• AIM OF THE TASK:
Copy the records from the line that has "Resolve each <instance>" through the line that has "rough mask: <svg", putting "points" wherever "clicks" appears and leaving everything else unchanged.

• SOURCE RECORDS:
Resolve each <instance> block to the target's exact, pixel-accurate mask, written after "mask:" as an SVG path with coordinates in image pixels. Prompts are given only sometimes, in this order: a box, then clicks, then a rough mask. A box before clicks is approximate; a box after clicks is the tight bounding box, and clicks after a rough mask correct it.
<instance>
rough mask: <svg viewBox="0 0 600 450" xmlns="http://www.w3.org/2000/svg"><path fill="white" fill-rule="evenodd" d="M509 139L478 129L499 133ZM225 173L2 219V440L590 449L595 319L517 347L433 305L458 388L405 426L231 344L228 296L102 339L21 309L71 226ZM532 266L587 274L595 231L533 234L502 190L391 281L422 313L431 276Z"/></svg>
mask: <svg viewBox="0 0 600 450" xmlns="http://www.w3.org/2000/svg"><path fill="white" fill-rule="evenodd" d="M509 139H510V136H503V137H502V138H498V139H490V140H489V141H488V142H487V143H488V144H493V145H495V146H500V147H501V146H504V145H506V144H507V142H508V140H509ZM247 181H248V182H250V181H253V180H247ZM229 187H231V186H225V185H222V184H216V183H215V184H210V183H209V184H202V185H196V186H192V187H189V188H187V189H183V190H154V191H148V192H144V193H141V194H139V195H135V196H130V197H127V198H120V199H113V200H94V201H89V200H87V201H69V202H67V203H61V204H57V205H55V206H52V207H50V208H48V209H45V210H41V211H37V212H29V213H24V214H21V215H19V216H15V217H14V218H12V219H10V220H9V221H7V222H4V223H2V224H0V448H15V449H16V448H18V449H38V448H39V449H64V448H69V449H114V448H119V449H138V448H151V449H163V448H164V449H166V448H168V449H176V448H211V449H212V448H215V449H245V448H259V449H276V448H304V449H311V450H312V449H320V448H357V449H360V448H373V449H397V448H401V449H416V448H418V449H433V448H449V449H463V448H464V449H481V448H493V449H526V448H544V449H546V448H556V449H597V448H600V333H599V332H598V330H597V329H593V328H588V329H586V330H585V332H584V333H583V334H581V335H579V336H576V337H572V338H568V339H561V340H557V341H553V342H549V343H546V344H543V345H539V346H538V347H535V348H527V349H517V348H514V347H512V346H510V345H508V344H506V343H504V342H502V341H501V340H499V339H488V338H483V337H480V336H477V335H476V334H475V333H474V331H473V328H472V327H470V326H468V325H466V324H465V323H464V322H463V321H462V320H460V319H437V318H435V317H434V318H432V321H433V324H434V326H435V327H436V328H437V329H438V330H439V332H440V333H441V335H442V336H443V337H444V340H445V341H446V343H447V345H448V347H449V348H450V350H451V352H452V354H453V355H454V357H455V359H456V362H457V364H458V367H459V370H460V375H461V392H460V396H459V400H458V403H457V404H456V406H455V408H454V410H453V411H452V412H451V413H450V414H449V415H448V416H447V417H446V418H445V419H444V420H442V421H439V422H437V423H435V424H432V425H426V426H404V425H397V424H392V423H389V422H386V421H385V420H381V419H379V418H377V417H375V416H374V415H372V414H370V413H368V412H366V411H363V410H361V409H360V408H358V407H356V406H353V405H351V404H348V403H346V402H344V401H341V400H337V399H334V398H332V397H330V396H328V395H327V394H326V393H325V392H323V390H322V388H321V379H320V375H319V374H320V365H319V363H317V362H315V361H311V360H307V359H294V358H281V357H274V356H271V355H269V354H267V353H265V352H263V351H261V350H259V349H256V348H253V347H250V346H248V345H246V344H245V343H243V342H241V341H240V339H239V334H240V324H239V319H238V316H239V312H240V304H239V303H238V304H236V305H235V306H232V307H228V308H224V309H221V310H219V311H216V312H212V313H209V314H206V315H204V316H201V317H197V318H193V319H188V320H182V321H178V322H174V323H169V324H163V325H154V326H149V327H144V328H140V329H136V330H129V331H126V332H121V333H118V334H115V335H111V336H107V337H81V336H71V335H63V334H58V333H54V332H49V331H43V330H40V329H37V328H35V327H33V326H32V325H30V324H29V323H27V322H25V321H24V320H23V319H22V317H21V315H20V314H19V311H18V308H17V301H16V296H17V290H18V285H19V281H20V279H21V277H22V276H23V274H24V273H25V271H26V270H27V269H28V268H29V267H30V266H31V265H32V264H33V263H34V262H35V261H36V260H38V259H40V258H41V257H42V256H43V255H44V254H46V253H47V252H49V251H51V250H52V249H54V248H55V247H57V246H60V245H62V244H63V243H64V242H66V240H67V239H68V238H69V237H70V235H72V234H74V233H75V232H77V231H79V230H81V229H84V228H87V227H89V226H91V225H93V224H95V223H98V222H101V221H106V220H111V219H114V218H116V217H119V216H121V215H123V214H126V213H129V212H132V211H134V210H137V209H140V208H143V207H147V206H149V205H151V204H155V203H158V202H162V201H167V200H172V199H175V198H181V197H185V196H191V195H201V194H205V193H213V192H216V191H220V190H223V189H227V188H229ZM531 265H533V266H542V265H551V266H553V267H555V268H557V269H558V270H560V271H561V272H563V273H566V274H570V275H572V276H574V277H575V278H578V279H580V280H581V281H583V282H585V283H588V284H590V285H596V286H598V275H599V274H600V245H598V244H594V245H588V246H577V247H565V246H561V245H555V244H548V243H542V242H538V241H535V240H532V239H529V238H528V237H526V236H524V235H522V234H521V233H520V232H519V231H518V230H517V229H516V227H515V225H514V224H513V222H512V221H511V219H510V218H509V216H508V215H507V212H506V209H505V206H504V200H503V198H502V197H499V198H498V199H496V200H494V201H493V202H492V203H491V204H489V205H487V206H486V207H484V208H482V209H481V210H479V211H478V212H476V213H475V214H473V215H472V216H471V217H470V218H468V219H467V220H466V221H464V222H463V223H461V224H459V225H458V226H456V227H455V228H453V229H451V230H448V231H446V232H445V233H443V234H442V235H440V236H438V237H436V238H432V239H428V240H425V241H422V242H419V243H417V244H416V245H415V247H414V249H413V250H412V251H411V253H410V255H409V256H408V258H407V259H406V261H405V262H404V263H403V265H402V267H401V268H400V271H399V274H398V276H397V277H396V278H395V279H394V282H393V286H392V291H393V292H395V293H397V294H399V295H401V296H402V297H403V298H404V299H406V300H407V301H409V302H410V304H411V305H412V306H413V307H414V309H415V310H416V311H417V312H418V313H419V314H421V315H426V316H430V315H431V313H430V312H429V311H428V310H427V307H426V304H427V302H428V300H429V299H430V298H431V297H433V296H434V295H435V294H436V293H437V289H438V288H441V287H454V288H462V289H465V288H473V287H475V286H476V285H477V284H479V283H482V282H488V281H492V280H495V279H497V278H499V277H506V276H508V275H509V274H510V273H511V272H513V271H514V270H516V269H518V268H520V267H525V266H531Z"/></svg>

==

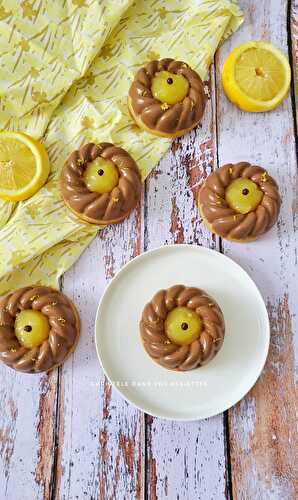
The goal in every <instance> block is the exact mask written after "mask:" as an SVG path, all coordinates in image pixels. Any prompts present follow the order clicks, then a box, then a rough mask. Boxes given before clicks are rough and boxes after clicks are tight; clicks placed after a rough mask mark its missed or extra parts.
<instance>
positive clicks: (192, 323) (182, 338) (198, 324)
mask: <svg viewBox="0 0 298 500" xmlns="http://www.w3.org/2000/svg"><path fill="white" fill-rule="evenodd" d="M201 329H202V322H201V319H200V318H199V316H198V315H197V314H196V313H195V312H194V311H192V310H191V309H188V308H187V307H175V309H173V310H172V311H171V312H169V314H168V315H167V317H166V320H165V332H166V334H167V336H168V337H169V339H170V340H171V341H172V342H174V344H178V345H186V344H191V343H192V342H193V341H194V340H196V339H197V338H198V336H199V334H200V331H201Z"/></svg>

• WRITTEN REPLY:
Resolve each <instance> block to the target's exact, pixel-accurate mask, written after "mask:" as an SVG path with coordinates in image pixels. Prompts are given only sometimes, in this order: a box, then points, then a rough mask. A box before points is approximate; a box after points is the tight bounding box, and points after a rough mask correct it.
<instance>
rough mask: <svg viewBox="0 0 600 450" xmlns="http://www.w3.org/2000/svg"><path fill="white" fill-rule="evenodd" d="M509 139L478 129L499 133ZM225 173L2 219V440L590 449L595 319L517 347L433 305L458 388L405 426L231 344L228 296L102 339L21 309L71 226ZM532 266L587 274L595 231L533 234L502 190L391 281L422 313L431 276Z"/></svg>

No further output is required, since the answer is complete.